• [EJERCICIO BREVE]:
Repite sin ningún cambio todas las líneas del material que sigue.

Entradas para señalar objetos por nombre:

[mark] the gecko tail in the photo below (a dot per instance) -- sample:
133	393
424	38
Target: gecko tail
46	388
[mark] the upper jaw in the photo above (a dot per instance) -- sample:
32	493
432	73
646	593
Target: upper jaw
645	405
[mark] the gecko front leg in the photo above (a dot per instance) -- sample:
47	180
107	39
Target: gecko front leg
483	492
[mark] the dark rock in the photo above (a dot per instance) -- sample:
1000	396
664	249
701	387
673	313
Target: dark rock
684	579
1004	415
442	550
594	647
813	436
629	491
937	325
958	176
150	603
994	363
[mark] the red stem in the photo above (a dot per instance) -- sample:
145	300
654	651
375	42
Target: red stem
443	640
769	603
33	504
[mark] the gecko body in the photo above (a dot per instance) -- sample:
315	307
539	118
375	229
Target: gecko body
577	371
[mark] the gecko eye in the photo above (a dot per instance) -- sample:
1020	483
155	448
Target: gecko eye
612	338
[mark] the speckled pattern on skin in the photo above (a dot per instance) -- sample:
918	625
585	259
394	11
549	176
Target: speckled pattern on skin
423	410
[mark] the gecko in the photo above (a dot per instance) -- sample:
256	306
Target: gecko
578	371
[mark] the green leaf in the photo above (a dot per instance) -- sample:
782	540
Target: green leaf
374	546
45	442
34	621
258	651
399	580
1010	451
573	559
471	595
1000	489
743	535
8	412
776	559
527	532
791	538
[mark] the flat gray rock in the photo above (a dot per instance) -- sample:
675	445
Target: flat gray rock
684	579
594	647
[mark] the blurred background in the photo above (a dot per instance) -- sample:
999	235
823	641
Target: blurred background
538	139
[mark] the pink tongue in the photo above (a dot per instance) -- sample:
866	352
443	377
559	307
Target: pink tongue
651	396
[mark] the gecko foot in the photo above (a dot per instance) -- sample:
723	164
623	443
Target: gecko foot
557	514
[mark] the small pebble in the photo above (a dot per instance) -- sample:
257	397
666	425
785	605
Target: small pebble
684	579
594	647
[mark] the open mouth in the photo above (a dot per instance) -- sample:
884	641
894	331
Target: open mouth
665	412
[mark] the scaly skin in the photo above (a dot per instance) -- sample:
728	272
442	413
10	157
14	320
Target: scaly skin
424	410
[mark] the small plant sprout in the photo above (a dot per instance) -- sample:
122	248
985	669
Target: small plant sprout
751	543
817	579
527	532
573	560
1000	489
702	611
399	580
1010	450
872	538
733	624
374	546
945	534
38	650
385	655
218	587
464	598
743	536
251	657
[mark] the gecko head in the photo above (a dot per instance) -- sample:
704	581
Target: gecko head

• [SOLUCIÓN DEL PROBLEMA]:
[mark] the gecko tail in the photo below (a dot per instance) -- sample:
133	393
424	38
Target: gecko tail
46	388
[mark] the upper jaw in the photo above (a dot per instance) -- sample:
32	493
432	73
646	593
Target: upper jaw
645	405
[mark] the gecko front leg in the photo above (a dot per instance) -- sample:
47	180
107	39
Target: gecko front leg
483	492
[mark] the dark rock in the photo above (a dot per instance) -- sample:
1000	396
664	249
701	387
673	313
Target: dark rock
684	579
1004	415
442	550
594	647
813	436
629	491
937	325
958	176
150	603
994	363
[mark] the red stem in the photo above (a dot per instance) -- sample:
145	300
654	651
375	42
Target: red stem
443	640
769	603
33	504
[mark] the gecko body in the photo above (a dot per instance) -- sample:
315	307
539	118
375	229
Target: gecko body
577	371
[mark] the gecko eye in the photo above (a dot per instance) -- sample:
1020	483
155	448
Target: gecko eye
612	338
[mark] the speckled pattern on skin in the photo above (a dot per instance) -- sample:
918	625
585	259
394	11
549	176
Target: speckled pattern on skin
423	410
[mark] the gecko in the photo above (a dot per instance) -- sample:
256	306
Target: gecko
578	371
[mark] the green leaf in the photo above (a dot per instance) -- sample:
782	540
Target: green leaf
374	546
45	442
34	621
258	651
399	580
1010	451
573	559
471	595
1000	489
743	535
8	412
776	559
527	532
791	538
[mark] the flat gray rock in the photo above (a dot per instance) -- sample:
675	445
Target: flat gray rock
684	579
594	647
[mark] the blurred background in the photo above (a dot per instance) -- sample:
999	235
823	641
Target: blurred background
538	139
[mark] the pink tongue in the photo above (a dot per instance) -- sample:
866	352
443	377
559	307
Target: pink tongue
651	396
[mark] the gecko foot in the photo above (a dot per instance) -- sample:
723	164
623	443
Target: gecko foot
557	514
[mark] the small pebble in the photo above (a dot per instance) -- sample:
257	397
666	425
785	605
Target: small pebble
684	579
594	647
[mark] the open mouth in the photo above (a dot per instance) -- sample:
884	641
894	331
Target: open mouth
665	412
[mark] the scaly skin in the photo above (a dot per instance) -- sample:
728	272
442	413
10	157
14	320
Target: scaly skin
424	410
[mark] the small plant sprout in the photo above (a dot per instance) -- sample:
122	248
985	669
Target: small plant sprout
751	543
817	579
527	532
573	560
1000	489
702	611
399	580
1010	450
872	538
733	624
374	546
945	534
38	650
385	655
218	587
464	598
743	536
251	657
[mark] the gecko head in the photo above (a dot per instance) -- sample:
704	581
Target: gecko head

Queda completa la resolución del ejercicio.